### Exercise directions:
Your response should be every line of the data, written out exactly.

*** Supplied material Section Begins ***

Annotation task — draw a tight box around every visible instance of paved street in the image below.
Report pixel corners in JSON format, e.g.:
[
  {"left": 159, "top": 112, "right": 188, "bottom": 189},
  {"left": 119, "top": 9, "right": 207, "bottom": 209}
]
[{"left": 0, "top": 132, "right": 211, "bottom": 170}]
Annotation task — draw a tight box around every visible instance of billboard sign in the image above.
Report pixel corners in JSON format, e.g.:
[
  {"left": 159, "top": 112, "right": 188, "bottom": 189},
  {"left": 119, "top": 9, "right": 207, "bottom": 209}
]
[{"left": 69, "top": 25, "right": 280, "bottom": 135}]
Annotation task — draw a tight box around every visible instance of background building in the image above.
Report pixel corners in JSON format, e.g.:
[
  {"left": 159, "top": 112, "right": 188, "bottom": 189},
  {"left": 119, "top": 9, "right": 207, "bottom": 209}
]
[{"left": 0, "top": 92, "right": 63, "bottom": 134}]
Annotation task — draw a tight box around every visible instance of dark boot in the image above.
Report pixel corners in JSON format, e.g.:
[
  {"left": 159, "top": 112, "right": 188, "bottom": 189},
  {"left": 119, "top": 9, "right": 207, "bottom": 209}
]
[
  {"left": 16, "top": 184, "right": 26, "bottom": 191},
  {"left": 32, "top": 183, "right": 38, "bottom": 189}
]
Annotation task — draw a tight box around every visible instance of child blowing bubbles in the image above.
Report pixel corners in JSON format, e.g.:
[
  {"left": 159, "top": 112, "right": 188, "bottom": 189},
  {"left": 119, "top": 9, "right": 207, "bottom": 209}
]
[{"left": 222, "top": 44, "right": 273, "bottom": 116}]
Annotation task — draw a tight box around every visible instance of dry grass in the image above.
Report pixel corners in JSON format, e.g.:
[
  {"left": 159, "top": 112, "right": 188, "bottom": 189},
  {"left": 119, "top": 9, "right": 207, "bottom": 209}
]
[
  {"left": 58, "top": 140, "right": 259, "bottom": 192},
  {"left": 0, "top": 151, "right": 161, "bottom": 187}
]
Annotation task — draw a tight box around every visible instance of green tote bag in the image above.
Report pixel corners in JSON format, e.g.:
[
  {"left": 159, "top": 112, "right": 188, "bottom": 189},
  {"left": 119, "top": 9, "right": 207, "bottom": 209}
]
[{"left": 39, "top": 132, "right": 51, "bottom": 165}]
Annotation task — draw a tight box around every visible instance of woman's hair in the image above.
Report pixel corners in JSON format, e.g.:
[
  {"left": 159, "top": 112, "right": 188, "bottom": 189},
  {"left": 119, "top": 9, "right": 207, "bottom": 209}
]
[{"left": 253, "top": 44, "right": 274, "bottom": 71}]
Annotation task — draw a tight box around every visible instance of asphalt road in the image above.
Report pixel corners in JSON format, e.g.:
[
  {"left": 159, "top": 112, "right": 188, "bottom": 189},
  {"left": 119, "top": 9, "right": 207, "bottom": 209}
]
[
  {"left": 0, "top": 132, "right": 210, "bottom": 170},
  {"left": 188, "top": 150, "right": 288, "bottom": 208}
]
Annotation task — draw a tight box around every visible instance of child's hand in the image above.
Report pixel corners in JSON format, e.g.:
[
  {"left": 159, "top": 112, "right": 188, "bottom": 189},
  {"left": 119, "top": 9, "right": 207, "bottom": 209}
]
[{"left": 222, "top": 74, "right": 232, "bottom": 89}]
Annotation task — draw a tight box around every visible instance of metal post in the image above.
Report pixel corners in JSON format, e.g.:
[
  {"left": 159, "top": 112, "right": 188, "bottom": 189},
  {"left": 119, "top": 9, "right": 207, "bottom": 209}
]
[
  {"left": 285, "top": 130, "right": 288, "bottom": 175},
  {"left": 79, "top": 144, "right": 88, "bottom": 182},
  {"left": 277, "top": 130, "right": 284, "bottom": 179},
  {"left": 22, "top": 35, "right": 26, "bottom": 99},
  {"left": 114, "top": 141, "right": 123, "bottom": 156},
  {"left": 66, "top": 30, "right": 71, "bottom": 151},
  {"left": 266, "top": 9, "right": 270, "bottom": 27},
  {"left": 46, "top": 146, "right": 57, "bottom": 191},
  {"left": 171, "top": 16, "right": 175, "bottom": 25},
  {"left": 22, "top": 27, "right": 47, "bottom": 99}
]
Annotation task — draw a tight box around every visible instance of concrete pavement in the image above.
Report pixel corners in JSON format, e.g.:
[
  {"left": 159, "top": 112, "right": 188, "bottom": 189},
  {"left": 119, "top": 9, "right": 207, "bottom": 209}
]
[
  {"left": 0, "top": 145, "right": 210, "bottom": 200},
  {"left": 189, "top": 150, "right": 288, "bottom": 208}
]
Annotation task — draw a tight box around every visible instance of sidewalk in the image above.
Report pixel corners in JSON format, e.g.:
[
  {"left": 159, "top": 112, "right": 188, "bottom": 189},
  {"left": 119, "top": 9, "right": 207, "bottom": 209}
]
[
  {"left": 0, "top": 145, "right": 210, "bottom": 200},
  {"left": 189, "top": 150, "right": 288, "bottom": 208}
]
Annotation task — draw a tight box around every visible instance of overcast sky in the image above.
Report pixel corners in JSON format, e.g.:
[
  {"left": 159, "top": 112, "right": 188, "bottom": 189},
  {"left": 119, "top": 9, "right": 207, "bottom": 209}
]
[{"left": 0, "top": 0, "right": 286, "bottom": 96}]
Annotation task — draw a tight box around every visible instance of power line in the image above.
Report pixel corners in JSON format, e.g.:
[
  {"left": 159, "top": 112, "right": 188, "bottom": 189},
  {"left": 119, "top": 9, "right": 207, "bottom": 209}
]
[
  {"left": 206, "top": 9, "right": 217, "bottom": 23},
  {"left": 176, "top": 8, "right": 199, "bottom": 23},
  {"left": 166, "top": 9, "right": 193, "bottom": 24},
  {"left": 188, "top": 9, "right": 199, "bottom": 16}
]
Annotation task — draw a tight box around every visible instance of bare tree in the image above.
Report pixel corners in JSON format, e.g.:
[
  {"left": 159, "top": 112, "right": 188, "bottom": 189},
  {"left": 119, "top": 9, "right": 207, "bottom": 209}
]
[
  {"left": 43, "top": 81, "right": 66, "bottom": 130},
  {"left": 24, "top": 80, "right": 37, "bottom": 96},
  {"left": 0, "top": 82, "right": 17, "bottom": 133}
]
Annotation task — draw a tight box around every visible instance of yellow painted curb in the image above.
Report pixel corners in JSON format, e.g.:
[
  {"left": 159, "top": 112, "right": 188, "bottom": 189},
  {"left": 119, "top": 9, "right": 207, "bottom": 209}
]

*** Supplied material Section Ends ***

### Response for this exercise:
Annotation task — draw a tight box around every visible instance of paved street in the image below.
Report pixel corners in JSON format, e.g.:
[
  {"left": 159, "top": 112, "right": 188, "bottom": 189},
  {"left": 119, "top": 9, "right": 207, "bottom": 209}
]
[{"left": 0, "top": 132, "right": 211, "bottom": 170}]
Annotation task — draw a tight box around every visible instance of billboard sign in the image above.
Report pixel corners in JSON format, e.g.:
[
  {"left": 159, "top": 112, "right": 188, "bottom": 189},
  {"left": 119, "top": 9, "right": 207, "bottom": 209}
]
[{"left": 69, "top": 25, "right": 280, "bottom": 135}]
Annotation task — draw a tight box around every visible instance of background building in the image above.
Report pixel corners in JSON format, e.g.:
[
  {"left": 159, "top": 112, "right": 188, "bottom": 189},
  {"left": 119, "top": 9, "right": 207, "bottom": 209}
]
[{"left": 0, "top": 92, "right": 63, "bottom": 134}]
Annotation task — draw a tight box around every visible instance of dark boot in the image above.
Report pixel corners in JSON format, e.g.:
[
  {"left": 159, "top": 112, "right": 188, "bottom": 189},
  {"left": 119, "top": 9, "right": 207, "bottom": 209}
]
[
  {"left": 16, "top": 184, "right": 26, "bottom": 191},
  {"left": 32, "top": 183, "right": 38, "bottom": 189}
]
Annotation task — draw a tight box around every visible instance of child blowing bubbles in the image above.
Report pixel corners in JSON format, e.g.:
[
  {"left": 159, "top": 112, "right": 188, "bottom": 189},
  {"left": 119, "top": 9, "right": 207, "bottom": 209}
]
[{"left": 222, "top": 44, "right": 273, "bottom": 116}]
Annotation task — draw a tight box around every visible instance of dry grass in the image above.
Report pixel corners in JSON format, e.g.:
[
  {"left": 159, "top": 112, "right": 188, "bottom": 189},
  {"left": 119, "top": 9, "right": 207, "bottom": 209}
]
[
  {"left": 58, "top": 140, "right": 259, "bottom": 192},
  {"left": 0, "top": 151, "right": 161, "bottom": 187}
]
Annotation task — draw a tight box around every visible instance of green tote bag in the image above.
Report pixel corners in JSON format, e.g.:
[
  {"left": 159, "top": 112, "right": 188, "bottom": 189},
  {"left": 119, "top": 9, "right": 207, "bottom": 209}
]
[{"left": 39, "top": 132, "right": 51, "bottom": 165}]
Annotation task — draw a tight box around every visible instance of woman's hair in the image above.
Report pixel corners in JSON format, e.g.:
[
  {"left": 159, "top": 112, "right": 188, "bottom": 189},
  {"left": 119, "top": 9, "right": 207, "bottom": 209}
]
[{"left": 253, "top": 44, "right": 274, "bottom": 71}]
Annotation task — draw a tight box around every visible instance of asphalt road in the image above.
Report pixel corners in JSON format, e.g.:
[
  {"left": 159, "top": 112, "right": 188, "bottom": 189},
  {"left": 119, "top": 9, "right": 207, "bottom": 209}
]
[
  {"left": 0, "top": 132, "right": 210, "bottom": 170},
  {"left": 188, "top": 150, "right": 288, "bottom": 208}
]
Annotation task — draw a tight box around every visible instance of child's hand in the image above.
Report pixel corners in JSON format, e.g.:
[
  {"left": 159, "top": 112, "right": 188, "bottom": 189},
  {"left": 119, "top": 9, "right": 207, "bottom": 209}
]
[{"left": 222, "top": 74, "right": 232, "bottom": 89}]
Annotation task — draw a tight box around every visible instance of metal post in the image above.
Report pixel corners in JSON format, e.g.:
[
  {"left": 159, "top": 112, "right": 188, "bottom": 189},
  {"left": 119, "top": 9, "right": 207, "bottom": 209}
]
[
  {"left": 285, "top": 130, "right": 288, "bottom": 175},
  {"left": 79, "top": 144, "right": 88, "bottom": 182},
  {"left": 277, "top": 130, "right": 284, "bottom": 179},
  {"left": 22, "top": 35, "right": 26, "bottom": 99},
  {"left": 114, "top": 141, "right": 123, "bottom": 156},
  {"left": 66, "top": 30, "right": 71, "bottom": 151},
  {"left": 266, "top": 9, "right": 270, "bottom": 27},
  {"left": 46, "top": 146, "right": 57, "bottom": 191},
  {"left": 171, "top": 16, "right": 175, "bottom": 25},
  {"left": 22, "top": 27, "right": 47, "bottom": 99}
]
Annotation task — draw a tight box around every visible instance of concrete pavement in the image above.
Report pixel corners in JSON format, e.g.:
[
  {"left": 159, "top": 112, "right": 188, "bottom": 189},
  {"left": 119, "top": 9, "right": 207, "bottom": 209}
]
[
  {"left": 0, "top": 145, "right": 210, "bottom": 200},
  {"left": 189, "top": 150, "right": 288, "bottom": 208}
]
Annotation task — draw a tight box around every visible instance of sidewalk in the image above.
Report pixel corners in JSON format, e.g.:
[
  {"left": 159, "top": 112, "right": 188, "bottom": 189},
  {"left": 119, "top": 9, "right": 207, "bottom": 209}
]
[
  {"left": 0, "top": 145, "right": 210, "bottom": 200},
  {"left": 189, "top": 150, "right": 288, "bottom": 208}
]
Annotation task — draw a tight box around every visible instance of overcast sky in the image above.
Report pixel corners in JSON format, e.g.:
[
  {"left": 159, "top": 112, "right": 188, "bottom": 189},
  {"left": 119, "top": 9, "right": 207, "bottom": 209}
]
[{"left": 0, "top": 0, "right": 286, "bottom": 96}]
Annotation task — draw a tight box around every visible instance of power line in the image above.
Report pixel corners in JSON format, e.g.:
[
  {"left": 159, "top": 112, "right": 188, "bottom": 189},
  {"left": 119, "top": 9, "right": 207, "bottom": 209}
]
[
  {"left": 206, "top": 9, "right": 217, "bottom": 23},
  {"left": 176, "top": 8, "right": 199, "bottom": 23},
  {"left": 166, "top": 9, "right": 193, "bottom": 24},
  {"left": 188, "top": 9, "right": 199, "bottom": 16}
]
Annotation task — draw a tight box around every visible instance of bare tree in the image above.
Report pixel corners in JSON format, e.g.:
[
  {"left": 159, "top": 112, "right": 188, "bottom": 189},
  {"left": 119, "top": 9, "right": 207, "bottom": 209}
]
[
  {"left": 43, "top": 81, "right": 66, "bottom": 130},
  {"left": 24, "top": 80, "right": 37, "bottom": 96},
  {"left": 0, "top": 82, "right": 17, "bottom": 133}
]
Annotation task — draw a tight box around every visible instance of yellow painted curb in the image above.
Report pixel corners in JSON format, e.g.:
[
  {"left": 159, "top": 112, "right": 188, "bottom": 189},
  {"left": 119, "top": 9, "right": 207, "bottom": 209}
]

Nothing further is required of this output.